### TASK STATEMENT
Rewrite the part of the bank rating text that begins at the words "Economic Pressures Rise: Romania's" and ends after "Erste banking group.", swapping "underwriting" for "lending standards".

### READING PASSAGE
The bank's VR captures its diversified business profile, solid capital position, healthy earnings and good asset quality
Parent Support: We consider probability of support for BCR from Erste to be high, but constrained by Romania's Country Ceiling. Absent this constraint, BCR would be rated one notch below the parent. Our support also considers BCR's strategic importance to the parent, high reputational risks for the parent and its international franchise and high level of integration within a broader Erste group.
Economic Pressures Rise: Romania's significantly slowing economic growth in 2023 coupled with high inflation and monetary tightening will weigh on banking sector performance in 2023, limiting lending growth and exerting pressure on banks' operating expenses. However, improved interest margins, low unemployment and generally reasonable underwriting should contain most of these risks. We believe that the operating environment for banks will be consistent with a 'bb+' score, even in case of a one-notch downgrade of the sovereign IDR
Diversified Business Profile: BCR is the second-largest bank in Romania. Its traditional banking business model is well balanced between retail and corporate customers on both sides of the balance sheet. BCR's franchise benefits from being part of the Erste banking group.

### RAW DATA

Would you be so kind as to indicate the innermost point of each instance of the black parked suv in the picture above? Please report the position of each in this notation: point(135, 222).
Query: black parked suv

### CORRECT ANSWER
Economic Pressures Rise: Romania's significantly slowing economic growth in 2023 coupled with high inflation and monetary tightening will weigh on banking sector performance in 2023, limiting lending growth and exerting pressure on banks' operating expenses. However, improved interest margins, low unemployment and generally reasonable lending standards should contain most of these risks. We believe that the operating environment for banks will be consistent with a 'bb+' score, even in case of a one-notch downgrade of the sovereign IDR
Diversified Business Profile: BCR is the second-largest bank in Romania. Its traditional banking business model is well balanced between retail and corporate customers on both sides of the balance sheet. BCR's franchise benefits from being part of the Erste banking group.